begin
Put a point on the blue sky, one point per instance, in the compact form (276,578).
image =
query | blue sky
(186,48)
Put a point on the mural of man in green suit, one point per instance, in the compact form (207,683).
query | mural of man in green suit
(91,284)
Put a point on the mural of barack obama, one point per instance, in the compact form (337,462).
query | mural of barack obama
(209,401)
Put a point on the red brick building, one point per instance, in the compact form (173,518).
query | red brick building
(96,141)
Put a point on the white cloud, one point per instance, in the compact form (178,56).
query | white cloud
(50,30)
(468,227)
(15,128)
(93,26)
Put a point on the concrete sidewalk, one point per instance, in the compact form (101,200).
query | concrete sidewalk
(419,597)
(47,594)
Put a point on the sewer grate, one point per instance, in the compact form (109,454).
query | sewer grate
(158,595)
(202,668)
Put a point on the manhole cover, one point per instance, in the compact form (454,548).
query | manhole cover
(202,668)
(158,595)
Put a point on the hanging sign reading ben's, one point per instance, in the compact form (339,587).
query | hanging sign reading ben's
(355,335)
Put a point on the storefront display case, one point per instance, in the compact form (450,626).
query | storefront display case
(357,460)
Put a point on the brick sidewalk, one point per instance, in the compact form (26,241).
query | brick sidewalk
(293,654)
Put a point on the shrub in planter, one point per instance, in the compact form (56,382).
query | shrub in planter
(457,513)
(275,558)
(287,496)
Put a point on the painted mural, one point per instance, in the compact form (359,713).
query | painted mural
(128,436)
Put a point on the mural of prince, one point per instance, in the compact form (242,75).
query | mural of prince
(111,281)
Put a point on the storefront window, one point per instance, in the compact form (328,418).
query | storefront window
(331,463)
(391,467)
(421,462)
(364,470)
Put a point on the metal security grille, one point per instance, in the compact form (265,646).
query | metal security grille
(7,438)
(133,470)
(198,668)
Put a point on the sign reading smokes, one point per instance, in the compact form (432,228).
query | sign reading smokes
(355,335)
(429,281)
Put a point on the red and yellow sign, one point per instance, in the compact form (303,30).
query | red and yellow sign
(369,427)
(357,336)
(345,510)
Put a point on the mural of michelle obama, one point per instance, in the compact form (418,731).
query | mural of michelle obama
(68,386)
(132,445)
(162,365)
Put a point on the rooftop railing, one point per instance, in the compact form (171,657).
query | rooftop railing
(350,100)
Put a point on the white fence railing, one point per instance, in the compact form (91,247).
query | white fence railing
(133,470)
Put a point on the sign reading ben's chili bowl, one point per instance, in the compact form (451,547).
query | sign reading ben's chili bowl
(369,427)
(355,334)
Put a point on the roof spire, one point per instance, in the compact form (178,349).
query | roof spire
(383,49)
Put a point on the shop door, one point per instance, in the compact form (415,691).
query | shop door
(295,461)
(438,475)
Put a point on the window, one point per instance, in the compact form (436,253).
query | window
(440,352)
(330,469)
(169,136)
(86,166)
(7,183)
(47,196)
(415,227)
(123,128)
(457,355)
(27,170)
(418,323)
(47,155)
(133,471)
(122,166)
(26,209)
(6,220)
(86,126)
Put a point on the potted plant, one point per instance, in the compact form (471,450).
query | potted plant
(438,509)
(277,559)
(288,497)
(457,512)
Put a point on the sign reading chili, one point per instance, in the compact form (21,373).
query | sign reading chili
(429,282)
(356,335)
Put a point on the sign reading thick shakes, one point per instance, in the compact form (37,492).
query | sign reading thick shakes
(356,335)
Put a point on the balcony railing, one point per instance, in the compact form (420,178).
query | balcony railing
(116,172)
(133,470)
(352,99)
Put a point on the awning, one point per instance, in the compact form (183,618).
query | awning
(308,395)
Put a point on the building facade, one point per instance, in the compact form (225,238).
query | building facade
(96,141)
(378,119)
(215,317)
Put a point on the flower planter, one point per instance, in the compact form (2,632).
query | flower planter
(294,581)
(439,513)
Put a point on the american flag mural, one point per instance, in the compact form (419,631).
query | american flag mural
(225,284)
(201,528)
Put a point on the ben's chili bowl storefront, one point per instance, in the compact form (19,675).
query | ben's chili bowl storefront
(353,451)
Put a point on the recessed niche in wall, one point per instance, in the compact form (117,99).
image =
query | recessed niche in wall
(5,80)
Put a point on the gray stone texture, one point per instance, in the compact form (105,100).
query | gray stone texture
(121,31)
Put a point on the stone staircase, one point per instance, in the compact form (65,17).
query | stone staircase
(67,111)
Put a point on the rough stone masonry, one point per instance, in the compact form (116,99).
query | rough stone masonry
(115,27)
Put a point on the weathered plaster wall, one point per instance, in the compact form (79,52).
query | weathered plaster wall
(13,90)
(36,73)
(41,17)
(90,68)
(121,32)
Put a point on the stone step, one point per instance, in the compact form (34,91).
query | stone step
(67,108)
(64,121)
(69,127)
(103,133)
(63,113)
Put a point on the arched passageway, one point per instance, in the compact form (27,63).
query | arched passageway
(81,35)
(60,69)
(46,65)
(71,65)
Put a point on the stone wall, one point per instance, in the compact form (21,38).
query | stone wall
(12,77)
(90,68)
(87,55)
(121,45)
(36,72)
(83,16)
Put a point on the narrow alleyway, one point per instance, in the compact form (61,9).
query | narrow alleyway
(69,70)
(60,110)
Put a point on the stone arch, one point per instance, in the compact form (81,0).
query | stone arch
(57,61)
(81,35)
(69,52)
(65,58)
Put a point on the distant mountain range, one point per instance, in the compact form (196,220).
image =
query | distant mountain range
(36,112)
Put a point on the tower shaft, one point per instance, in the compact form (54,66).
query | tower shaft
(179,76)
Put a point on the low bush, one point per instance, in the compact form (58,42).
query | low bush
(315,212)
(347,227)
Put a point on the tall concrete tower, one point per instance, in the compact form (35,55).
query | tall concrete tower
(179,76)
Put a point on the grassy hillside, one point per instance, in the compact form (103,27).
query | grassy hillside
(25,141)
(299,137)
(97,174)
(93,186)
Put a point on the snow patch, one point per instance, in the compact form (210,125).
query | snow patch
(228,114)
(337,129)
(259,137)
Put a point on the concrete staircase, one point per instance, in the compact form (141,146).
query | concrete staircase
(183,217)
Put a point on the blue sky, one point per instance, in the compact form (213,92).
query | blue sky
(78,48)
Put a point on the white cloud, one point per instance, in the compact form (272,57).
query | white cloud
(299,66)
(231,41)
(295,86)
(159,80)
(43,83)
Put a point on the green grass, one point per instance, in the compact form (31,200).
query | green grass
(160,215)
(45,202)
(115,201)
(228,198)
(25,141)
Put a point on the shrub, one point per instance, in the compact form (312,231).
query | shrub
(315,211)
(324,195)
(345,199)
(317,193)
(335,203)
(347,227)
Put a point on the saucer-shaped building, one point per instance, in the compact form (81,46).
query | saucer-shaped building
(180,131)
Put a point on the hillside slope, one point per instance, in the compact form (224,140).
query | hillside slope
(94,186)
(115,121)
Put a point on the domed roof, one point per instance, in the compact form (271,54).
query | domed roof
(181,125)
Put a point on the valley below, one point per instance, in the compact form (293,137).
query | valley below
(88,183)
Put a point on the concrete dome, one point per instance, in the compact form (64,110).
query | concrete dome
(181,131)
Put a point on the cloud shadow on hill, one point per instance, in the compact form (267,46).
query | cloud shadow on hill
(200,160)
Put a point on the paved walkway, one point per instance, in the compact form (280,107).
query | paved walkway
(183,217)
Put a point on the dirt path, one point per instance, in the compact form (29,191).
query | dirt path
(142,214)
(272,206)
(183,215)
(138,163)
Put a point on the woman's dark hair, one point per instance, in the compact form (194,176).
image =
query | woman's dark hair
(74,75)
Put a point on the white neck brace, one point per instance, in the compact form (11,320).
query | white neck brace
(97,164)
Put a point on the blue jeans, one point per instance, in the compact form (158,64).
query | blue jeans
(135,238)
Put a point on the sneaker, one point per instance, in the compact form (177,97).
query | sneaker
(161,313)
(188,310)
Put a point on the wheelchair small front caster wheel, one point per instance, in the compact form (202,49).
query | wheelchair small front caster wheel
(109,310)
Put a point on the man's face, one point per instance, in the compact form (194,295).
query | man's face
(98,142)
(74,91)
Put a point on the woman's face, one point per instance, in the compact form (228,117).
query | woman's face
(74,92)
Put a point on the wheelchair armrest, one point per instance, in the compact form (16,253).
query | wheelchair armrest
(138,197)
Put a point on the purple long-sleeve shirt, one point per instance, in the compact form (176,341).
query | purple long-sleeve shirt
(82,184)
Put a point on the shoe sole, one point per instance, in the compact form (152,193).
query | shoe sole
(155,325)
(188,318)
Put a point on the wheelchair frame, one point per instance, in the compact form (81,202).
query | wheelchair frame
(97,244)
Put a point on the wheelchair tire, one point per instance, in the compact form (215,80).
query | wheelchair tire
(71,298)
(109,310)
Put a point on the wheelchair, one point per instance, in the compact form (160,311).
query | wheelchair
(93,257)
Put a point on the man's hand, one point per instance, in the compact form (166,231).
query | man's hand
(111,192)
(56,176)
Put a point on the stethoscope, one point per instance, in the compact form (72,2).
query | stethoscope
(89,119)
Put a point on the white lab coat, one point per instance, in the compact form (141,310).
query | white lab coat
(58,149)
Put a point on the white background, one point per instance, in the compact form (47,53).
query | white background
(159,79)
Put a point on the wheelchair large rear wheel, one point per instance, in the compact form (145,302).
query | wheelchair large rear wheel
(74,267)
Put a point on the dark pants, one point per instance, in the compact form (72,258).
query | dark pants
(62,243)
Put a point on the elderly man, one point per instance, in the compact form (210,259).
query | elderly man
end
* _WORK TO BE COMPLETED_
Set down, exactly and in full, the lines from the one containing "Put a point on the blue jeans, one" through the end of the entries; no other line belongs.

* _RESPONSE TO THIS EXERCISE_
Put a point on the blue jeans, one point per instance, in the compact form (158,64).
query | blue jeans
(135,238)
Put a point on the sneaker, one point per instance, in the compact form (177,97).
query | sneaker
(161,313)
(188,310)
Put a point on the wheelchair small front caster wheel, one point per instance, in the compact form (202,49).
query | wheelchair small front caster wheel
(109,310)
Put a point on the man's face, one point per instance, in the compact form (194,295).
query | man's face
(98,142)
(74,91)
Put a point on the woman's face, one point per instance, in the compact form (228,117).
query | woman's face
(74,92)
Put a point on the wheelchair armrest, one point per instance, in the compact form (16,253).
query | wheelchair armrest
(138,197)
Put a point on the purple long-sleeve shirt, one point per instance, in the compact form (176,341).
query | purple long-sleeve shirt
(82,184)
Put a point on the shoe sole, one point per instance, in the compact form (152,193).
query | shoe sole
(155,325)
(188,318)
Put a point on the wheelchair frame, one point per instance, in the compact form (81,202).
query | wheelchair frame
(97,244)
Put a point on the wheelchair tire, one point per instance, in the compact form (215,80).
query | wheelchair tire
(71,298)
(109,310)
Put a point on the wheelchair, one point per instance, in the compact form (160,311).
query | wheelchair
(93,257)
Put a point on the man's hand, one point per instance, in the compact form (166,231).
query | man's hand
(111,192)
(56,176)
Put a point on the stethoscope, one point per instance, in the compact form (72,2).
query | stethoscope
(89,119)
Put a point on the white lab coat, one point per instance, in the compact form (141,310).
query | white lab coat
(58,149)
Put a point on the white background, one point per instance, in the compact form (47,53).
query | white background
(159,79)
Put a point on the wheelchair large rear wheel, one point per instance, in the compact form (145,302).
query | wheelchair large rear wheel
(74,267)
Put a point on the dark pants, one point per instance, in the compact form (72,258).
query | dark pants
(62,243)
Put a point on the elderly man, one point per instance, in the compact form (210,259).
query | elderly man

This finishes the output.